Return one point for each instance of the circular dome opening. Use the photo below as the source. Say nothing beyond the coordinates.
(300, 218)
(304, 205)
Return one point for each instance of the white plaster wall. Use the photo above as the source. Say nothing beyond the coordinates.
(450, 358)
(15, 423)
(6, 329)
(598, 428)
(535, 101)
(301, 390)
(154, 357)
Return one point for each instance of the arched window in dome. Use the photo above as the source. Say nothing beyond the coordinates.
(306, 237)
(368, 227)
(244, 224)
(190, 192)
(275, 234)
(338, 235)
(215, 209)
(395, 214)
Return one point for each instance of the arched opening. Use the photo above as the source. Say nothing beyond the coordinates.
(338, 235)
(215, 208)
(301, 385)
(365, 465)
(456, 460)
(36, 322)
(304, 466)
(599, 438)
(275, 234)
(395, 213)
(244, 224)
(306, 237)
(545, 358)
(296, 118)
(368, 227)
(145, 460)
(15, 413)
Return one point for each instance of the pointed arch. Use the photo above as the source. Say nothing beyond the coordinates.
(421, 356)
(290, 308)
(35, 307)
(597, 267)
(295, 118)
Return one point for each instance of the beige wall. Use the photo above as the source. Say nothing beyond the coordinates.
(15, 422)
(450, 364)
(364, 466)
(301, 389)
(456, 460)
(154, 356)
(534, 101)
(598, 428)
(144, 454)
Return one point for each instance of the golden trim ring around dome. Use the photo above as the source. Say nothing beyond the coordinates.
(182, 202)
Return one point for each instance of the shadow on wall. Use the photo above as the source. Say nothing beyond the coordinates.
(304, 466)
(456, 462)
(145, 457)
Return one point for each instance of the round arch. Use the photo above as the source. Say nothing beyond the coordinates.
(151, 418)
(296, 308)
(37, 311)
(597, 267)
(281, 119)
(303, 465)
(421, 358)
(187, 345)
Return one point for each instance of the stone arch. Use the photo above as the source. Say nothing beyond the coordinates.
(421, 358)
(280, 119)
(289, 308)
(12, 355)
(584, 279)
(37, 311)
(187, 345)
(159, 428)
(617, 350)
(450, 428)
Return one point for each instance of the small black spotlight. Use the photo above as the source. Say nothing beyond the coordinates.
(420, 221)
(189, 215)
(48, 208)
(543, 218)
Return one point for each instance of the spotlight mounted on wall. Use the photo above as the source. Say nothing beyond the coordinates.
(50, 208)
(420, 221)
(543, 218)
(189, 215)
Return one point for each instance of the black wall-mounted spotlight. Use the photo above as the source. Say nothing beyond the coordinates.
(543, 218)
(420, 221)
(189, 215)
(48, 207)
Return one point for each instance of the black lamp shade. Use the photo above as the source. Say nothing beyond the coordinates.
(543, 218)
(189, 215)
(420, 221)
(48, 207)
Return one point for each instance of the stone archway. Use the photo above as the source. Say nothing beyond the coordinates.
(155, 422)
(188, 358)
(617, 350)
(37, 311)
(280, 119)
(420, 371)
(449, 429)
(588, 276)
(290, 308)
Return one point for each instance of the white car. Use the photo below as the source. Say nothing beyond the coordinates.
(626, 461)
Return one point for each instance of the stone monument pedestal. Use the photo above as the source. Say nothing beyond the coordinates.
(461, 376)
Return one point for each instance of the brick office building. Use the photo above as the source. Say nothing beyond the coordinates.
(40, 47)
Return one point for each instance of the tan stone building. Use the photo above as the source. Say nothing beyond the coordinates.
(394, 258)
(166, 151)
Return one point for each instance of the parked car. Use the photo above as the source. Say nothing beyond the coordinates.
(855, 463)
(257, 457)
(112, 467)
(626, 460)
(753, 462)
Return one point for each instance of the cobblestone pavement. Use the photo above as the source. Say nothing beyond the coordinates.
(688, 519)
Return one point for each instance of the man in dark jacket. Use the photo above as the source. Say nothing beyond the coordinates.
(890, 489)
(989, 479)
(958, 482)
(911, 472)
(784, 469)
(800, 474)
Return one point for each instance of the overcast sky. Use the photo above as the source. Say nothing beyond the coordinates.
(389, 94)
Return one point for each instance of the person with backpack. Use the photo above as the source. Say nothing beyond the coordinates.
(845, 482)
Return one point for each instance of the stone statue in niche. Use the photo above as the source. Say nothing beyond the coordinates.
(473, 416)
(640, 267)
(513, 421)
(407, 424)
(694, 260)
○ ○ ○ ○ ○
| Written exercise |
Starting at the line that contains "Return one point for each instance of the cobblestone", print every line through the end of the listing, word for word. Leave out all the rest.

| Output for this exercise |
Return one point for each instance of the cobblestone pavement. Use the photo above as the source. Say nothing beyond the coordinates.
(688, 519)
Return one point for each instance of the man in dark jacket. Use the photo above as the source. Say nothing beyond the coordinates.
(890, 489)
(989, 479)
(958, 482)
(911, 472)
(784, 469)
(800, 474)
Return one point for each instance of the overcast sky. Use the photo above as the source. Say nothing beyond the coordinates.
(389, 94)
Return one point for each instance of the person with backpack. Use the photo above as the source. Say nothing beyond the coordinates.
(845, 482)
Return one point for each instance of the stone statue in niche. Use the photo above as the source. Say nothing beyond the coordinates.
(473, 416)
(640, 267)
(513, 421)
(407, 424)
(694, 260)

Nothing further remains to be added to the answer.